◆ **PAGE EXCERPT**:
** begin **

Malli: Ambrose Bonnaire-Sergeant
Malli’s core algorithms for transforming schemas into things like validators and generators are quite sensitive to the the input schema. Even seemingly equivalent schemas can have different performance characteristics and different generators.
I would like to create a schema analyzer that can simplify complex schemas, such that two different but equivalent schemas could have the same representation. Using this analyzer, we can build more efficient validators, more reliable generators, more helpful error messages, more succinct translations to other specification tools, and beyond.

UIx: Roman Liutikov
I’m currently experimenting with auto memoizing compiler for UIx, an optimization similar to React’s Compiler https://react.dev/learn/react-compiler. This blog post describes the feature in detail https://romanliutikov.com/blog/bringing-granular-updates-to-react-the-clojure-way. As a result of this work UIx apps should get better baseline performance out of the box, with fewer work needed from developers.

** end **

◆ **CHALLENGES**:
1) For each statement (a), (b), and (c), say whether it agrees with the excerpt on Malli and UIx, answering yes or no and quoting the words that decide it. (a) Roman Liutikov is experimenting with an auto memoizing compiler for UIx. (b) The Malli schema analyzer has already been built. (c) Seemingly equivalent Malli schemas always produce the same generators.
2) Write out the stretch of the excerpt on Malli and UIx from "UIx: Roman Liutikov" through "needed from developers.", replacing "baseline performance" with "startup performance".
These lines have no connection to the excerpt on Malli and UIx.

[Coordinate annotation entries]

** begin **

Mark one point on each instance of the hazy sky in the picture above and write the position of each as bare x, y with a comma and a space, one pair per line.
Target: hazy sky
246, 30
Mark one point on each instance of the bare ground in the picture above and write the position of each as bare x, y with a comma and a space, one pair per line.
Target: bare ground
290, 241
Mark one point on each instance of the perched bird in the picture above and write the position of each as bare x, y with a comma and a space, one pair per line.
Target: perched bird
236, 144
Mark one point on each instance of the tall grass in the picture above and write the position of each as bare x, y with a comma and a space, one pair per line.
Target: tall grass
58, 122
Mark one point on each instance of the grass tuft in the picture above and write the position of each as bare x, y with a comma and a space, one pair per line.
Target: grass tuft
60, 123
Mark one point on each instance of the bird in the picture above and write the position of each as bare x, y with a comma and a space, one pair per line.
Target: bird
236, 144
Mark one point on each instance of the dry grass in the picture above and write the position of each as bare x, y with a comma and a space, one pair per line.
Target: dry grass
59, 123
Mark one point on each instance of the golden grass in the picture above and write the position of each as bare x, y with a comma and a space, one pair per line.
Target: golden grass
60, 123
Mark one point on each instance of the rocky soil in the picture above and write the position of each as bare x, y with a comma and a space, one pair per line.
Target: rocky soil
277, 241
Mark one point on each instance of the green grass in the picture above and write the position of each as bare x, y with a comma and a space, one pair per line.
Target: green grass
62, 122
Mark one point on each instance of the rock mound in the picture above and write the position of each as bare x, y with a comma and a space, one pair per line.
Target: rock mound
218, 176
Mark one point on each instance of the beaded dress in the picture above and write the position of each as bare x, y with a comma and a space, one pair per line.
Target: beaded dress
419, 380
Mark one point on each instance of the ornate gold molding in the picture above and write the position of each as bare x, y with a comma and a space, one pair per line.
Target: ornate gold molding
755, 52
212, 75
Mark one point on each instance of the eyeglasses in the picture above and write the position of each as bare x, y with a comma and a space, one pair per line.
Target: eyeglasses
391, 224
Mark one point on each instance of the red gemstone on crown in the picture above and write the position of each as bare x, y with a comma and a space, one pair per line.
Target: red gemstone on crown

** end **

◆ **TASK RESPONSES**:
1)
(a) Yes: "I’m currently experimenting with auto memoizing compiler for UIx"
(b) No: "I would like to create a schema analyzer that can simplify complex schemas"
(c) No: "Even seemingly equivalent schemas can have different performance characteristics and different generators."

2)
UIx: Roman Liutikov
I’m currently experimenting with auto memoizing compiler for UIx, an optimization similar to React’s Compiler https://react.dev/learn/react-compiler. This blog post describes the feature in detail https://romanliutikov.com/blog/bringing-granular-updates-to-react-the-clojure-way. As a result of this work UIx apps should get better startup performance out of the box, with fewer work needed from developers.